▶ Study questions
**A)** For each statement about the text on laughter and the Lord, answer yes or no and quote the deciding words from the text: (i) The Canterbury Tales is dated 1392. (ii) The film of The Name of the Rose came out in 1980. (iii) Sarah was eighty years old when the Lord told Abraham he would have a child.
**B)** Please return, copied word for word, the part of the text on laughter and the Lord that opens with the words containing "In Umberto Eco's" and closes with "laughter in the spiritual life.".
Supplied text Start Marker
01 April 2012

Laughter and the Lord


According to secular calendars, today is April First, a time when it is acceptable to play pranks, hoaxes, practical jokes and other good natured humor.  The origins of April Fools Day can be traced to the Nun’s Priest’s Tale in Geoffrey Chaucer’s Canterbury Tales (1392) when Chaucer described as “Syn March bigan thritty dayes and two” (meaning March 32, or April 1), but there may be some roots  in the Roman festival of Hilaria (March 25th) as a feria stavia when masquerades and amusements were allowed.   But some might question whether comedy is suitable to commingle with spirituality.

In Umberto Eco's "Il nome della rosa" (The Name of the Rose, 1980), the Italian academic spins a medieval murder mystery that a palimpsest of the plot was made into a major Hollywood film (1986).  The premise of the  novel involved a Franciscan friar William of Baskerville along with his novice  sojourning to a Benedictine monastery in Northern Italy in order to investigate a theological disputation as to whether Christ laughed.



There were hidden power that be in the monastery who wanted to conceal a lost volume of Aristotle's Poetics about comedy, as that threatened their weltanschauung that laughter is diabolical thus not belonging in the spiritual life.  Admittedly, there are strong currents in the monastic tradition (Pachomius, Anthony, Augustine and Benedict) which  frowns up laughter in the spiritual life.

However, there are many instances in the Old Testament  in which humor unlock the hidden meanings of seemingly contradictory truths in scriptural wordplay.  When the Lord told Abraham that he would have a child, his wife laughed as Sarah was ninety years old.  Since anything is possible with the Lord and Sarah gave birth to a son, he was named Isaac (Yitshaq meaning “He will laugh”).  Some other gems are lost in translation from the Hebrew.  For example, during the first creation story in Genesis, God fashioned man (adham in Hebrew) from clay (adham?), and the woman created from one of his ribs was to be called woman (ishsh?) because she was produced from man (ish).
Supplied text End Marker
Data records Start Marker
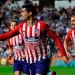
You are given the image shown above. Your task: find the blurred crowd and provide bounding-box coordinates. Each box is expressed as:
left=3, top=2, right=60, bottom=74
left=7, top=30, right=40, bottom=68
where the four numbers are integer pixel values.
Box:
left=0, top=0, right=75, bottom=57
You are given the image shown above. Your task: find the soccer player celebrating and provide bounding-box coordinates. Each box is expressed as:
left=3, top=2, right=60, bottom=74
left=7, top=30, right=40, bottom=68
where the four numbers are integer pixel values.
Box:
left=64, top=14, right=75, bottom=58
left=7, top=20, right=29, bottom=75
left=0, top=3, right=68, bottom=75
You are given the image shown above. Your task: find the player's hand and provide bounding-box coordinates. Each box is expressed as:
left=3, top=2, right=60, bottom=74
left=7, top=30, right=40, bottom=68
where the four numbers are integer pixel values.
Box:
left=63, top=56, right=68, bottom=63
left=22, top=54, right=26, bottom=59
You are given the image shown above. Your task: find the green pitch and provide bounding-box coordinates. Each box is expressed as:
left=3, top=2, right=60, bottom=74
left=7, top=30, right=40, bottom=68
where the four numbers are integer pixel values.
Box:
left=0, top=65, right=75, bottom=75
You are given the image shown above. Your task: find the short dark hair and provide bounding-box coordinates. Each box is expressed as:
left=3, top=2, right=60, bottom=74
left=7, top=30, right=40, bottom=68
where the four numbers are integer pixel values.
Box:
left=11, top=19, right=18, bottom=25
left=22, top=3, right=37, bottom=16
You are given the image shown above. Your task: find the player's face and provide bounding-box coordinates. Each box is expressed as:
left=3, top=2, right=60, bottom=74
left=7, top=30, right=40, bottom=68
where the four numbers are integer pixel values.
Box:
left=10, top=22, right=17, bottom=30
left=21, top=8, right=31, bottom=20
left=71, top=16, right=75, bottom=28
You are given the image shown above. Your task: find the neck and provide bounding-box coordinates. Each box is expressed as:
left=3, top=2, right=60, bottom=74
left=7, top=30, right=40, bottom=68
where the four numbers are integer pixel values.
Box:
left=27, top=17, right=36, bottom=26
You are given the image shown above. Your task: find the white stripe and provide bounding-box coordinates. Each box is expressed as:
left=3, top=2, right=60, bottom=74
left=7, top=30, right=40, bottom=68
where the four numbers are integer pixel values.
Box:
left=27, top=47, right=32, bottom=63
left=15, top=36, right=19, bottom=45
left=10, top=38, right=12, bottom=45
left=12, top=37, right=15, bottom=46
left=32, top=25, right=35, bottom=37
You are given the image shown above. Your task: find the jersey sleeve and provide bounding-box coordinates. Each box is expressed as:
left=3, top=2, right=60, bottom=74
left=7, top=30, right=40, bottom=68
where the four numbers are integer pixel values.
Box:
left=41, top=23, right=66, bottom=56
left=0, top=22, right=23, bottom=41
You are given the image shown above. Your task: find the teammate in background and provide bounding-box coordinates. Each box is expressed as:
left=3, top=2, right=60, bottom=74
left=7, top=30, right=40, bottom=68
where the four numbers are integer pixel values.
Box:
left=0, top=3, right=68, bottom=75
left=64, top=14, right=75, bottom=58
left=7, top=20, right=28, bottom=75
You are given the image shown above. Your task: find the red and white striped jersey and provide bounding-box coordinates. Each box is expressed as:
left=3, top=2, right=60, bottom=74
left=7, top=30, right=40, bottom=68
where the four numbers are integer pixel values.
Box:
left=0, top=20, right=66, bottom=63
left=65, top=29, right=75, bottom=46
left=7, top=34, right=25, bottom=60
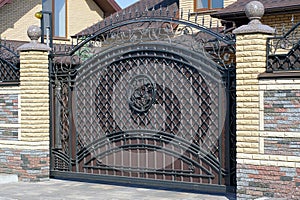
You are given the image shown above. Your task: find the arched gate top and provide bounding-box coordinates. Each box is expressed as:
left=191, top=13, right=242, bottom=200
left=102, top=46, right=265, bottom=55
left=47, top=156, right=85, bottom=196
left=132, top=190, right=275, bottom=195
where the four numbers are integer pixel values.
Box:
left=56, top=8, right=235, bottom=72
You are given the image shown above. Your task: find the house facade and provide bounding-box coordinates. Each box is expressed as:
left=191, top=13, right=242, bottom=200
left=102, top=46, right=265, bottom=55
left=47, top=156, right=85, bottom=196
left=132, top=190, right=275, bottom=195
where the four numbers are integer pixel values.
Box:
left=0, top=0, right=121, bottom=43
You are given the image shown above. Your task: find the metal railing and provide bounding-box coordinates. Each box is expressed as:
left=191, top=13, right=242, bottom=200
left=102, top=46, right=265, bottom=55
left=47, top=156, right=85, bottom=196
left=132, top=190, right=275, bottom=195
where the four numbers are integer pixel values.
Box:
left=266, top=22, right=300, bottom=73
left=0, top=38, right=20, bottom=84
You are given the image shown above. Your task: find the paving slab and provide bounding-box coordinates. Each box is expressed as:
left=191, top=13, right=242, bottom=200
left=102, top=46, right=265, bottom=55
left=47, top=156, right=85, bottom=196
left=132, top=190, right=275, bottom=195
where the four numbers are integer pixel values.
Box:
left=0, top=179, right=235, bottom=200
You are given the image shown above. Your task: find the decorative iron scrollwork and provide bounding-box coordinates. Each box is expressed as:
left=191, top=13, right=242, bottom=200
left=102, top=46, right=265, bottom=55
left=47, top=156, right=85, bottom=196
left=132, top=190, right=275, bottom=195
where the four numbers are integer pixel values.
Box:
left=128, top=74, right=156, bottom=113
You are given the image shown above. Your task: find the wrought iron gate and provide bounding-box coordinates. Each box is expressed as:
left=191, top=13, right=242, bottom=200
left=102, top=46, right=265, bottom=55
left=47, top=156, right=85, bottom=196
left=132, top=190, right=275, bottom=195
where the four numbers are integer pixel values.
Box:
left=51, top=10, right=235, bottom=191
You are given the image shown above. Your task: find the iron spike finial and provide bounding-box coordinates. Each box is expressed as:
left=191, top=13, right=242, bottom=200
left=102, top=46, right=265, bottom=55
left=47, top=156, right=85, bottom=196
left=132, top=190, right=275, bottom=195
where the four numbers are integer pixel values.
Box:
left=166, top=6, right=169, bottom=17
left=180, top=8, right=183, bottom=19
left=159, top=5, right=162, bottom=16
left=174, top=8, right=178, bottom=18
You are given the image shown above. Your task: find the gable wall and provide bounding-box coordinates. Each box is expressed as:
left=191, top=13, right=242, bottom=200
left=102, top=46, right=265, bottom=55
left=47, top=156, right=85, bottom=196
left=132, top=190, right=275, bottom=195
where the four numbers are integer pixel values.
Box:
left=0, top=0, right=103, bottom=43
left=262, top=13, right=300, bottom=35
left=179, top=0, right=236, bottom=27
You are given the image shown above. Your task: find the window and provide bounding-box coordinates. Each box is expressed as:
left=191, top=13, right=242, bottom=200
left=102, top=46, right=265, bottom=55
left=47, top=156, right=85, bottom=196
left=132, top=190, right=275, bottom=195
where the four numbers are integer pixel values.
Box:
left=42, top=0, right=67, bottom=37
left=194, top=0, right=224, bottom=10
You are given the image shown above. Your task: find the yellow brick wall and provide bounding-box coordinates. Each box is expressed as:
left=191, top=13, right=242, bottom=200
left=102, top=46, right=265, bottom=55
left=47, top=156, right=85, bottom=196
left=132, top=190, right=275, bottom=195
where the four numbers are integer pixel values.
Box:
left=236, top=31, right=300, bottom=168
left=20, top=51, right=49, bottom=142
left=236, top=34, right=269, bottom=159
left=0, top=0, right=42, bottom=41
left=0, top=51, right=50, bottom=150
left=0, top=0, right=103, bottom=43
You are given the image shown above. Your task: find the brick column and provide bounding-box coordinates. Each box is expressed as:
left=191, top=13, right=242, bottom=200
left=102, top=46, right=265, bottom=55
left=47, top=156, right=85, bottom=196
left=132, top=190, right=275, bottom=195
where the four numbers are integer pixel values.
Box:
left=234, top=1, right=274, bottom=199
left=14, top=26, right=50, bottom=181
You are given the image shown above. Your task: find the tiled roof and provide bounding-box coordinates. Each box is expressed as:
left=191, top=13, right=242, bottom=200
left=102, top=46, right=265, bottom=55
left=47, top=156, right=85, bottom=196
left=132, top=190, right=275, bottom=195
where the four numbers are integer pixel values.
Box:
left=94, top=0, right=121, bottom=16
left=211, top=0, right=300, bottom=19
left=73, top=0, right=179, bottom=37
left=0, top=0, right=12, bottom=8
Data records End Marker
▶ Written responses
**A)**
(i) Yes: "Canterbury Tales (1392)"
(ii) No: "made into a major Hollywood film (1986)"
(iii) No: "Sarah was ninety years old"

**B)**
In Umberto Eco's "Il nome della rosa" (The Name of the Rose, 1980), the Italian academic spins a medieval murder mystery that a palimpsest of the plot was made into a major Hollywood film (1986).  The premise of the  novel involved a Franciscan friar William of Baskerville along with his novice  sojourning to a Benedictine monastery in Northern Italy in order to investigate a theological disputation as to whether Christ laughed.



There were hidden power that be in the monastery who wanted to conceal a lost volume of Aristotle's Poetics about comedy, as that threatened their weltanschauung that laughter is diabolical thus not belonging in the spiritual life.  Admittedly, there are strong currents in the monastic tradition (Pachomius, Anthony, Augustine and Benedict) which  frowns up laughter in the spiritual life.